Entries from a point annotation set
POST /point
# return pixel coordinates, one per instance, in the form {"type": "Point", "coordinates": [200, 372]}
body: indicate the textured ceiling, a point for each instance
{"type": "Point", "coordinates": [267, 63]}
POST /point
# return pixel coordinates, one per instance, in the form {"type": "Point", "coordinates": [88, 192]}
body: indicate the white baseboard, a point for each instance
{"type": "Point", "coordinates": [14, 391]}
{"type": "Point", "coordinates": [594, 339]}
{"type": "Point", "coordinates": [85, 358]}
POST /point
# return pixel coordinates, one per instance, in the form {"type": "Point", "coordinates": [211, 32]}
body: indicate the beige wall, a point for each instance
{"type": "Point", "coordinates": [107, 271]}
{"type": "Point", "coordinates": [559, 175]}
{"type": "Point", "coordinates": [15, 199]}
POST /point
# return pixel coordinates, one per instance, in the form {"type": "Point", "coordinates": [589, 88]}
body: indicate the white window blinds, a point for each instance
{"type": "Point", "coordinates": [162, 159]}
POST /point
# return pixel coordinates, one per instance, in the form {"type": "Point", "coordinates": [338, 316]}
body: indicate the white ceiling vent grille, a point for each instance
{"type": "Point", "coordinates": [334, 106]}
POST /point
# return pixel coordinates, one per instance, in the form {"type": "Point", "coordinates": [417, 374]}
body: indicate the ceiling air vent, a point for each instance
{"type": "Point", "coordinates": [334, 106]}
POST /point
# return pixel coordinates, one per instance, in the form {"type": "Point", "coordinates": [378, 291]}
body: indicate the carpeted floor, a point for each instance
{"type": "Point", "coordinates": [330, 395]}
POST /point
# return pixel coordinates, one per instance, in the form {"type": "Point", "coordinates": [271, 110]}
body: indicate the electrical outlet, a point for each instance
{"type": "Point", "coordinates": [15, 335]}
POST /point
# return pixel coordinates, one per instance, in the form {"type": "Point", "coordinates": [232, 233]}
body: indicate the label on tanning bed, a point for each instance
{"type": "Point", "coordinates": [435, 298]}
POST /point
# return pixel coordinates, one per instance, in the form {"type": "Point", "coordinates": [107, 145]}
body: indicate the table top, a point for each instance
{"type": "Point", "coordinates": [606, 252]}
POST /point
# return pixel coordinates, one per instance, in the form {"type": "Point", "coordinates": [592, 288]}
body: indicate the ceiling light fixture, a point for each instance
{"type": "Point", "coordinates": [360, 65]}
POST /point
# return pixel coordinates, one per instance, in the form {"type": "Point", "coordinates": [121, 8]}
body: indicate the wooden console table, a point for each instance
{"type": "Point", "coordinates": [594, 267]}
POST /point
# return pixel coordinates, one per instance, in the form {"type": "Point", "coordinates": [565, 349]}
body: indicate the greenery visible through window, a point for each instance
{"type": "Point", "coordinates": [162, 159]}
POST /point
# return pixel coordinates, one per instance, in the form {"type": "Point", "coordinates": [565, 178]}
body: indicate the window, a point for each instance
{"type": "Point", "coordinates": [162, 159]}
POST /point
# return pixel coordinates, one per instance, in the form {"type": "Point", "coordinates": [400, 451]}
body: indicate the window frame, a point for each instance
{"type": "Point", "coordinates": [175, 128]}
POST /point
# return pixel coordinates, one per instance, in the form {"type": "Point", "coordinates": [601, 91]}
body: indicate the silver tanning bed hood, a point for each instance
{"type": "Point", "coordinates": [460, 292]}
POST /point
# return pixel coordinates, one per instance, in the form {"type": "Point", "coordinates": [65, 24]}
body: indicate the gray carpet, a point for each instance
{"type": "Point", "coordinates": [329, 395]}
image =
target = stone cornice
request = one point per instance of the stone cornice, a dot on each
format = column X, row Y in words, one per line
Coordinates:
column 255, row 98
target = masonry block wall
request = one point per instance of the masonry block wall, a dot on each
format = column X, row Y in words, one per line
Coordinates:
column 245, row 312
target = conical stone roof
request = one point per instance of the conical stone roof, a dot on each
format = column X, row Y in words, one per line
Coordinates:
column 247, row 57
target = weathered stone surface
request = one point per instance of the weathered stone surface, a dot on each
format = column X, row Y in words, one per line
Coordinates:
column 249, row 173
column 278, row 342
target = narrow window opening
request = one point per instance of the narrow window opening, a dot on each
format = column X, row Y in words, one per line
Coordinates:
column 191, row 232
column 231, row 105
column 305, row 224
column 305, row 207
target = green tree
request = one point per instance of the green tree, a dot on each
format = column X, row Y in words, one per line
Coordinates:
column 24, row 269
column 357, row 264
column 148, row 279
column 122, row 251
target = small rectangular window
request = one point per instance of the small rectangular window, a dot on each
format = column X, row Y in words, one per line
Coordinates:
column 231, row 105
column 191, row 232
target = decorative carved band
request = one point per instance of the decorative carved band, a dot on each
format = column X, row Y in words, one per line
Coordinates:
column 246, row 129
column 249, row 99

**REQUIREMENT:** Reproduce all of the items above, substituting "for every instance" for each occurrence of "per instance" and leaving every other part unchanged.

**OUTPUT FOR THIS TASK:**
POST /point
# return pixel coordinates, one for every instance, in the form {"type": "Point", "coordinates": [200, 372]}
body: indicate the textured ceiling, a point for each instance
{"type": "Point", "coordinates": [267, 63]}
POST /point
# return pixel coordinates, one for every instance, in the form {"type": "Point", "coordinates": [88, 192]}
body: indicate the white baseboard, a point for each instance
{"type": "Point", "coordinates": [14, 391]}
{"type": "Point", "coordinates": [594, 339]}
{"type": "Point", "coordinates": [85, 358]}
POST /point
# return pixel coordinates, one for every instance, in the form {"type": "Point", "coordinates": [211, 32]}
body: indicate the beige wall, a point for each instance
{"type": "Point", "coordinates": [107, 271]}
{"type": "Point", "coordinates": [559, 175]}
{"type": "Point", "coordinates": [15, 199]}
POST /point
# return pixel coordinates, one for every instance, in the form {"type": "Point", "coordinates": [589, 88]}
body: indicate the white window blinds, a point for each instance
{"type": "Point", "coordinates": [162, 159]}
POST /point
# return pixel coordinates, one for every instance, in the form {"type": "Point", "coordinates": [338, 316]}
body: indicate the white ceiling vent grille, a point for each instance
{"type": "Point", "coordinates": [334, 106]}
POST /point
# return pixel coordinates, one for every instance, in the form {"type": "Point", "coordinates": [417, 374]}
body: indicate the ceiling air vent, a point for each instance
{"type": "Point", "coordinates": [334, 106]}
POST /point
# return pixel coordinates, one for every instance, in the form {"type": "Point", "coordinates": [378, 291]}
body: indicate the carpeted floor, a point for each instance
{"type": "Point", "coordinates": [330, 395]}
POST /point
# return pixel coordinates, one for every instance, in the form {"type": "Point", "coordinates": [271, 110]}
body: indicate the electrical outlet, a point for each instance
{"type": "Point", "coordinates": [15, 335]}
POST /point
# return pixel coordinates, one for every instance, in the form {"type": "Point", "coordinates": [232, 233]}
body: indicate the label on tanning bed, a point for each instance
{"type": "Point", "coordinates": [435, 298]}
POST /point
# return pixel coordinates, one for every instance, in the form {"type": "Point", "coordinates": [107, 145]}
body: indicate the table top, a point for each instance
{"type": "Point", "coordinates": [606, 252]}
POST /point
# return pixel coordinates, one for every instance, in the form {"type": "Point", "coordinates": [592, 288]}
body: indicate the ceiling light fixture, a point for each instance
{"type": "Point", "coordinates": [360, 65]}
POST /point
# return pixel coordinates, one for every instance, in the form {"type": "Point", "coordinates": [121, 8]}
body: indicate the wooden console table, a point for each instance
{"type": "Point", "coordinates": [594, 267]}
POST /point
# return pixel coordinates, one for every instance, in the form {"type": "Point", "coordinates": [565, 349]}
body: indicate the greenery visible through window, a point for each instance
{"type": "Point", "coordinates": [162, 159]}
POST /point
# return pixel coordinates, one for every instance, in the form {"type": "Point", "coordinates": [565, 178]}
body: indicate the window, a point for each instance
{"type": "Point", "coordinates": [162, 159]}
POST /point
# return pixel coordinates, one for every instance, in the form {"type": "Point", "coordinates": [400, 451]}
body: indicate the window frame, a point for each instance
{"type": "Point", "coordinates": [175, 128]}
POST /point
# return pixel coordinates, one for every instance, in the form {"type": "Point", "coordinates": [601, 91]}
body: indicate the silver tanning bed hood, a point for each instance
{"type": "Point", "coordinates": [460, 292]}
POST /point
# return pixel coordinates, one for every instance, in the form {"type": "Point", "coordinates": [65, 24]}
body: indicate the gray carpet, a point for each instance
{"type": "Point", "coordinates": [329, 395]}
image =
target = stone cornice
request = one point for every instance of the stone cornice, a dot on each
format = column X, row Y in words, one per line
Coordinates:
column 255, row 98
target = masonry block wall
request = one point for every instance of the masonry block wall, a dot on each
format = column X, row Y in words, one per line
Coordinates:
column 245, row 312
target = conical stone roof
request = one point for every instance of the conical stone roof, a dot on each
format = column X, row Y in words, one per line
Coordinates:
column 247, row 57
target = weathered stone surface
request = one point for every instance of the weathered stone surface, a dot on each
format = column X, row Y in words, one per line
Coordinates:
column 249, row 173
column 278, row 342
target = narrow window opening
request = one point for every instance of the narrow window opening, a dot on each
format = column X, row Y in words, one per line
Coordinates:
column 191, row 232
column 231, row 105
column 305, row 224
column 305, row 207
target = green tree
request = one point for every instance of the green tree, a dot on each
format = column X, row Y in words, one per line
Coordinates:
column 24, row 269
column 357, row 264
column 148, row 279
column 122, row 251
target = small rectangular window
request = one point for every instance of the small rectangular window, a dot on each
format = column X, row Y in words, one per line
Coordinates:
column 231, row 105
column 191, row 232
target = decorative carved band
request = one point for every instance of the decorative carved band, a dot on each
format = column X, row Y in words, one per line
Coordinates:
column 246, row 129
column 249, row 99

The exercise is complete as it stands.